__EXERCISE DESCRIPTION__: Quote exactly and only this range of lines in the data below: the line that holds "x=341, y=86" to the line that holds "x=272, y=339", both included.

__RECORD SET__:
^^^^

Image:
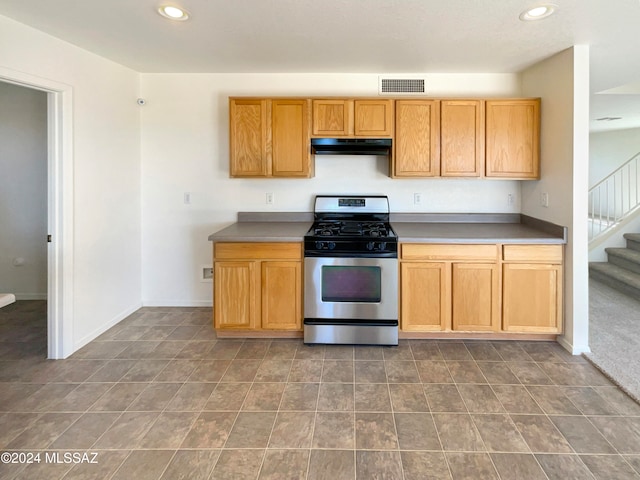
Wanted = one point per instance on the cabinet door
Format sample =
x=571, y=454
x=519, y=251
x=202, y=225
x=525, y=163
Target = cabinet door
x=332, y=118
x=425, y=296
x=461, y=138
x=281, y=295
x=248, y=137
x=291, y=155
x=475, y=297
x=373, y=118
x=235, y=299
x=532, y=298
x=513, y=139
x=416, y=143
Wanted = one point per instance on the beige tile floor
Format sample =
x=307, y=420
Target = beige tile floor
x=159, y=397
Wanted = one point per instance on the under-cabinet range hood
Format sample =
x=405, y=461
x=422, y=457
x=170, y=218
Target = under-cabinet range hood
x=351, y=146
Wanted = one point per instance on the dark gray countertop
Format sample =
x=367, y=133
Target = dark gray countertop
x=419, y=228
x=262, y=232
x=471, y=233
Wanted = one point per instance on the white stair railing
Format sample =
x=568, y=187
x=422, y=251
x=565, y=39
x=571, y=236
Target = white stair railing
x=614, y=198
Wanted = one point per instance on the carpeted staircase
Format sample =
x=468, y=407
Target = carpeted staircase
x=622, y=271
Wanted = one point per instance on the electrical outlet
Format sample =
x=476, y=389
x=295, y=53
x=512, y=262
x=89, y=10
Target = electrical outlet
x=207, y=273
x=544, y=199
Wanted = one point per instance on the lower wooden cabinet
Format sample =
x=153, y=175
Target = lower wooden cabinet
x=257, y=286
x=481, y=288
x=449, y=287
x=532, y=288
x=475, y=300
x=424, y=296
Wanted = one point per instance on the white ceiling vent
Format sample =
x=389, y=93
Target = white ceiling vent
x=401, y=85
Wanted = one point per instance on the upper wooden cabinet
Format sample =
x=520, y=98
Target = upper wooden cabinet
x=461, y=138
x=513, y=139
x=248, y=137
x=352, y=118
x=416, y=143
x=269, y=138
x=439, y=138
x=291, y=154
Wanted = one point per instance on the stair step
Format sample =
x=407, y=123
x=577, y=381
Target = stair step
x=633, y=240
x=616, y=277
x=625, y=258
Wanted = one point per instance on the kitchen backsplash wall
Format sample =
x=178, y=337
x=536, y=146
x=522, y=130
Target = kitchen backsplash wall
x=187, y=193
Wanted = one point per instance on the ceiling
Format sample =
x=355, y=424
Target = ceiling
x=357, y=36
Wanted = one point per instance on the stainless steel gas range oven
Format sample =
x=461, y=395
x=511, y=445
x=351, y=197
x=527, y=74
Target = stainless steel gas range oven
x=351, y=272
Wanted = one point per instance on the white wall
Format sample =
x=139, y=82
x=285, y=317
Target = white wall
x=23, y=192
x=185, y=148
x=106, y=172
x=562, y=82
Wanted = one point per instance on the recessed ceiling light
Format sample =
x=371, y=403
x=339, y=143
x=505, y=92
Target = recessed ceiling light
x=538, y=12
x=173, y=13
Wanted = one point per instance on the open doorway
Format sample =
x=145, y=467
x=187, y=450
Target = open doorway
x=23, y=216
x=59, y=209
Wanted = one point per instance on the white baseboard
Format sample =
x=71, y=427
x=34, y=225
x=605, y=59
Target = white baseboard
x=99, y=331
x=177, y=303
x=31, y=296
x=571, y=348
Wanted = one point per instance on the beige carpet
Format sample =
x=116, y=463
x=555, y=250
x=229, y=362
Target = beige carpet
x=614, y=336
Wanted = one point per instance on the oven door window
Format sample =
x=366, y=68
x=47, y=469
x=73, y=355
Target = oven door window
x=351, y=284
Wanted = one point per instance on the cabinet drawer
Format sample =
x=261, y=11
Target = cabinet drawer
x=257, y=250
x=532, y=253
x=458, y=253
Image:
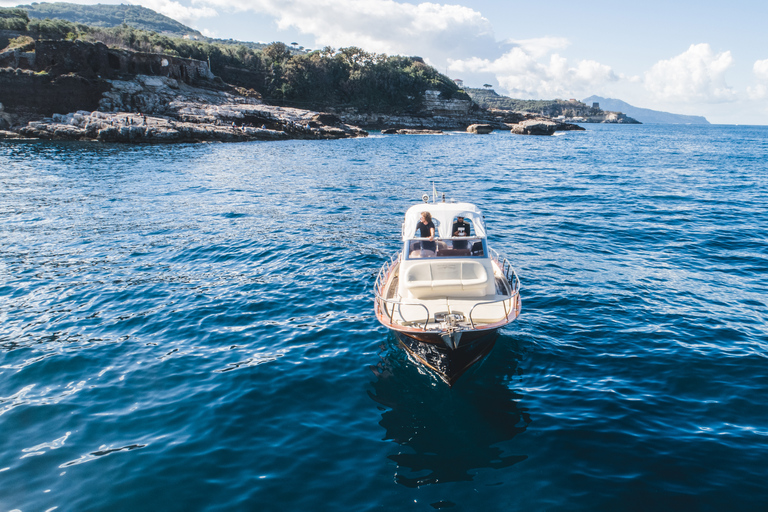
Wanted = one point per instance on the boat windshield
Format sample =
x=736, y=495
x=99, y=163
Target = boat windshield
x=446, y=248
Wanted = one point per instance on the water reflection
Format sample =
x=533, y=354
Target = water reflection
x=446, y=433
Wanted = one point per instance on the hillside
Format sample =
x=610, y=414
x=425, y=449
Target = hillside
x=645, y=115
x=104, y=16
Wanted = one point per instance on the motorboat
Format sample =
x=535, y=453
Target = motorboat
x=446, y=298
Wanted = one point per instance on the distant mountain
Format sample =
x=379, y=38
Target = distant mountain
x=644, y=115
x=102, y=15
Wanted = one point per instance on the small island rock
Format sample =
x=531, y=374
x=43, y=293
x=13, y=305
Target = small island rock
x=480, y=128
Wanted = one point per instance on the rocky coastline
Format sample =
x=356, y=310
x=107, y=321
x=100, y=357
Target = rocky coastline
x=64, y=90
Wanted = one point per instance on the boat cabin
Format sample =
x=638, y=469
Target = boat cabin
x=456, y=264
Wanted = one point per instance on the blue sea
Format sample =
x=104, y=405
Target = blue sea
x=191, y=327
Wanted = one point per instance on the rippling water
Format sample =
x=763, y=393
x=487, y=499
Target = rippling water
x=190, y=327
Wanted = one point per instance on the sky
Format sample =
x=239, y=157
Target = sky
x=687, y=57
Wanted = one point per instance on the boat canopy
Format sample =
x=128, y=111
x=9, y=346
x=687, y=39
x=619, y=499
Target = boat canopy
x=443, y=216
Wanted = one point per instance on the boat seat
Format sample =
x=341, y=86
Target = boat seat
x=436, y=278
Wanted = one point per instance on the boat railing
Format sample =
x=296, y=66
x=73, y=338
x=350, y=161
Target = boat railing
x=396, y=305
x=508, y=270
x=507, y=310
x=509, y=302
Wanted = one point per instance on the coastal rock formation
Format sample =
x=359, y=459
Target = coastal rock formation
x=124, y=127
x=162, y=109
x=409, y=131
x=535, y=127
x=85, y=91
x=480, y=128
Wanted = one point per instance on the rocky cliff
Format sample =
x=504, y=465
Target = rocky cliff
x=77, y=90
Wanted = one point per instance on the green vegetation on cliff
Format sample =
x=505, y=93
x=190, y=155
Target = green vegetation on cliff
x=319, y=79
x=102, y=15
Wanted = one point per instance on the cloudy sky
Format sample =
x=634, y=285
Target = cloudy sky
x=689, y=57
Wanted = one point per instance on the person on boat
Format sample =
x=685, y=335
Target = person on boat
x=460, y=228
x=427, y=230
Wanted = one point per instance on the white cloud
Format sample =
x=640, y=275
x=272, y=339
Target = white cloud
x=177, y=11
x=695, y=76
x=531, y=70
x=759, y=91
x=432, y=30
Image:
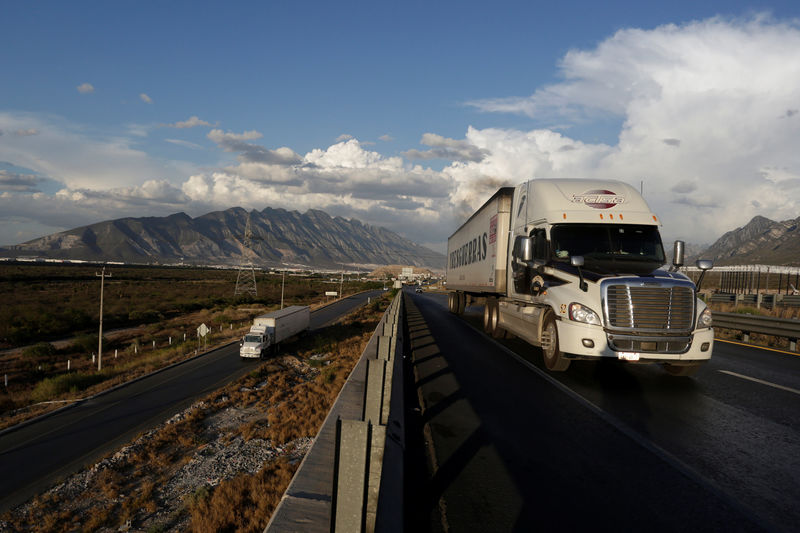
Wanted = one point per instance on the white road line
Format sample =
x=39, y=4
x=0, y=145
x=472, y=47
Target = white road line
x=767, y=383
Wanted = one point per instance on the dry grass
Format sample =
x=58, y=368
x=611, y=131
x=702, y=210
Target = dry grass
x=756, y=338
x=244, y=503
x=128, y=489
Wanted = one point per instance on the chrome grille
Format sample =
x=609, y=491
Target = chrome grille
x=654, y=308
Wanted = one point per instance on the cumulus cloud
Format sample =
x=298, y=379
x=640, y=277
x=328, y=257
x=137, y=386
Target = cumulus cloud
x=708, y=115
x=252, y=153
x=444, y=148
x=191, y=122
x=16, y=182
x=344, y=179
x=185, y=144
x=721, y=90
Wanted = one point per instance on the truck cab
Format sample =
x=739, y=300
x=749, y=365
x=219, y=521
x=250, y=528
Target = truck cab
x=255, y=343
x=584, y=276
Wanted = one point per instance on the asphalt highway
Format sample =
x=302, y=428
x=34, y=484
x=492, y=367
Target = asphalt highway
x=36, y=455
x=512, y=447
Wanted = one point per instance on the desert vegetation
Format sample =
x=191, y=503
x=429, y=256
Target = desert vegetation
x=180, y=476
x=150, y=320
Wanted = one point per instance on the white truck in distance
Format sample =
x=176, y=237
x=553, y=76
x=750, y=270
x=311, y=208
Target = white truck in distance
x=576, y=267
x=273, y=328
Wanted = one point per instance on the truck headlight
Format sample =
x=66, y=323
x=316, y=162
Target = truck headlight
x=705, y=320
x=581, y=313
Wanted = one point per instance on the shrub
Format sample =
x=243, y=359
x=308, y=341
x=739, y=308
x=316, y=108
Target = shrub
x=86, y=343
x=147, y=316
x=50, y=388
x=39, y=350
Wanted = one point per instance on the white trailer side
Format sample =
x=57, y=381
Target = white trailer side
x=290, y=321
x=477, y=251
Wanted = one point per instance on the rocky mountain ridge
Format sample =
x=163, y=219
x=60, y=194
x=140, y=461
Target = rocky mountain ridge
x=279, y=237
x=760, y=241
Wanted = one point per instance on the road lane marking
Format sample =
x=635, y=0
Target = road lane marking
x=767, y=383
x=756, y=346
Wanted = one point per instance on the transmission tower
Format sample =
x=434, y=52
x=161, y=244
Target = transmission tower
x=246, y=278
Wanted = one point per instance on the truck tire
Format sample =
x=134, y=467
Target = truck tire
x=682, y=370
x=497, y=331
x=554, y=358
x=461, y=302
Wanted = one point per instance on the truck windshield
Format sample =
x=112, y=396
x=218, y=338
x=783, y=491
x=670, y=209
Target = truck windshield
x=616, y=247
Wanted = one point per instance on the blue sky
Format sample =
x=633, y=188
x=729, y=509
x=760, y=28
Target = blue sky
x=402, y=115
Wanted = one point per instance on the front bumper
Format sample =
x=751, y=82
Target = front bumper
x=583, y=341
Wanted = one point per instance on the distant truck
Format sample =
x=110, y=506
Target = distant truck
x=576, y=267
x=273, y=328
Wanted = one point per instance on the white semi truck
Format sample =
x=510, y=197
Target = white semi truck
x=576, y=267
x=273, y=328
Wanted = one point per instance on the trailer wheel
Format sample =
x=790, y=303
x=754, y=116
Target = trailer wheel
x=681, y=370
x=554, y=358
x=461, y=303
x=497, y=331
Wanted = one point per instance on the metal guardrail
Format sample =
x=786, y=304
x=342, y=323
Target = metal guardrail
x=779, y=327
x=351, y=478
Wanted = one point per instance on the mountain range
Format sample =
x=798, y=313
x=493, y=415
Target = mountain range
x=277, y=237
x=315, y=239
x=761, y=241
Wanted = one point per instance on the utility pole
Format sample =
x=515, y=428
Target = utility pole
x=341, y=283
x=283, y=283
x=102, y=275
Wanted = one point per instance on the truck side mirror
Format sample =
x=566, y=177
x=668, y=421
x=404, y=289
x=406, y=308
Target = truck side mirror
x=524, y=248
x=704, y=265
x=677, y=255
x=578, y=261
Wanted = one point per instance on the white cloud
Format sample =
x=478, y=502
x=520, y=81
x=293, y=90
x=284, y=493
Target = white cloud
x=185, y=144
x=444, y=148
x=709, y=124
x=191, y=122
x=708, y=103
x=235, y=142
x=66, y=153
x=220, y=137
x=18, y=182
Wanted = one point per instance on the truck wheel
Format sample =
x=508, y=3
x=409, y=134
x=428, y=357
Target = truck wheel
x=461, y=303
x=682, y=370
x=554, y=359
x=497, y=331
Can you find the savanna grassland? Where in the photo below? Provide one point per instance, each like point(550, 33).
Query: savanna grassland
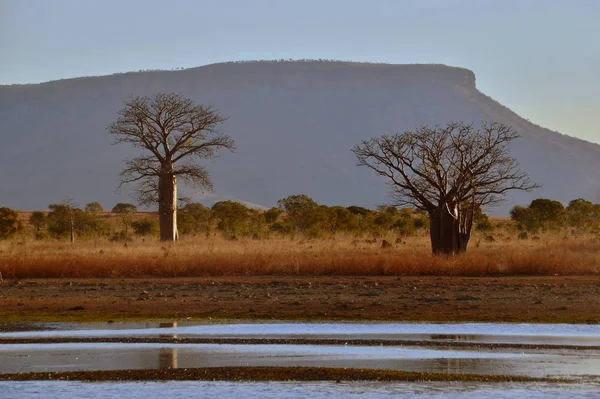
point(554, 278)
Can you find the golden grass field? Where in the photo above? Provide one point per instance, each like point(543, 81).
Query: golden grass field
point(338, 256)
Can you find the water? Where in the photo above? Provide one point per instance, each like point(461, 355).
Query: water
point(554, 359)
point(314, 390)
point(533, 334)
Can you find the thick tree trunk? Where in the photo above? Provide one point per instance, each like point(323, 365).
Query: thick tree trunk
point(167, 208)
point(449, 233)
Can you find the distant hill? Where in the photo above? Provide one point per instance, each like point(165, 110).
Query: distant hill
point(293, 122)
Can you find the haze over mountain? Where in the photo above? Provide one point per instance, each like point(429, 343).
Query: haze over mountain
point(294, 124)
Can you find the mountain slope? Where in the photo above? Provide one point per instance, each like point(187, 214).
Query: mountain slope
point(293, 122)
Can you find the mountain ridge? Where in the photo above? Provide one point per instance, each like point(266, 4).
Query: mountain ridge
point(316, 109)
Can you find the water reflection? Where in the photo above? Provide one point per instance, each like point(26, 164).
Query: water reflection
point(167, 358)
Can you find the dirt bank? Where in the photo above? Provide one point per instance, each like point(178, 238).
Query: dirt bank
point(498, 299)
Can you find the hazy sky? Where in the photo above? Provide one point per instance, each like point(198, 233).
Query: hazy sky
point(541, 58)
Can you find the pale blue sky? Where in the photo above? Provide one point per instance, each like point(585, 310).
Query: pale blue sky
point(539, 57)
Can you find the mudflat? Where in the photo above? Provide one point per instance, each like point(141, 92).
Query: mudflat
point(556, 299)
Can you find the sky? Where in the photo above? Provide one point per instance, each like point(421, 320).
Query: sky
point(541, 58)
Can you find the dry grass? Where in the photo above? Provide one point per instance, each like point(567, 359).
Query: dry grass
point(552, 255)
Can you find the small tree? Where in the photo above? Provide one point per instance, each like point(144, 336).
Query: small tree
point(301, 210)
point(94, 208)
point(126, 213)
point(582, 214)
point(145, 226)
point(38, 221)
point(172, 132)
point(194, 218)
point(448, 172)
point(9, 223)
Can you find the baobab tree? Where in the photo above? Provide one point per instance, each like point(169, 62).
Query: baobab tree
point(449, 172)
point(172, 133)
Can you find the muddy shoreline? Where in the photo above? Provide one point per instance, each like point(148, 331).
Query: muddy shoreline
point(263, 374)
point(535, 299)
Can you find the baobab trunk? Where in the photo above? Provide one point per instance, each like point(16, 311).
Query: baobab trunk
point(448, 235)
point(167, 207)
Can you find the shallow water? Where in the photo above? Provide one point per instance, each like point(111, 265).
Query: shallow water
point(534, 334)
point(525, 361)
point(314, 390)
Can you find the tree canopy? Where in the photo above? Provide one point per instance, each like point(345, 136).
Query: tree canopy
point(448, 172)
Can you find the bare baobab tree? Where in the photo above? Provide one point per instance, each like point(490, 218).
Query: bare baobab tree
point(449, 172)
point(172, 133)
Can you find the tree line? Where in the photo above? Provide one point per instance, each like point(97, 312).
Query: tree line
point(295, 215)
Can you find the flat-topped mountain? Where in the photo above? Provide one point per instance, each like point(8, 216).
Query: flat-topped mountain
point(293, 122)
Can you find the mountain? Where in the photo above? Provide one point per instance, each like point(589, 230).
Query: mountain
point(294, 124)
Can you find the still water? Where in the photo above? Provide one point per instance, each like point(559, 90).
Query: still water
point(293, 390)
point(569, 351)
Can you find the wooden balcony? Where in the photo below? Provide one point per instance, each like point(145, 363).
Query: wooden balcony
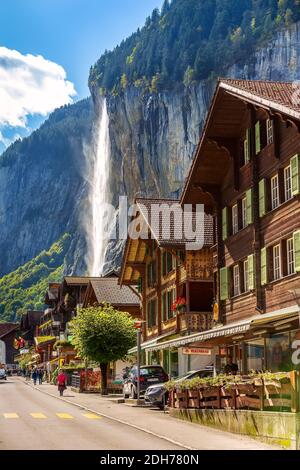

^^^^

__WRITTEN ANSWER__:
x=341, y=86
Target = boat seat
x=436, y=278
Wanted = one point per instance on the boat railing
Format sample =
x=296, y=66
x=73, y=338
x=350, y=161
Target = boat railing
x=396, y=305
x=508, y=270
x=507, y=310
x=509, y=302
Wanted = one point per instance on the coastal rock formation
Format sample =
x=359, y=459
Target = coastal rock formation
x=124, y=127
x=162, y=109
x=409, y=131
x=535, y=127
x=85, y=91
x=480, y=128
Wanted = one point per instance on the rocky cliff
Format sample =
x=504, y=465
Target = rocky cliff
x=77, y=90
Wanted = one point per instance on the green vegetation on cliff
Format sample =
x=505, y=93
x=190, y=155
Target = green vegetation on cliff
x=319, y=79
x=102, y=15
Wanted = one point per instance on the cloudy sky
Format sample =
x=634, y=285
Target = cloudy sky
x=689, y=57
Wanted = one point per instance on the person on boat
Format sample =
x=685, y=335
Target = person on boat
x=460, y=228
x=427, y=230
Wanted = one point per instance on the white cloud
Format sample =
x=640, y=275
x=272, y=339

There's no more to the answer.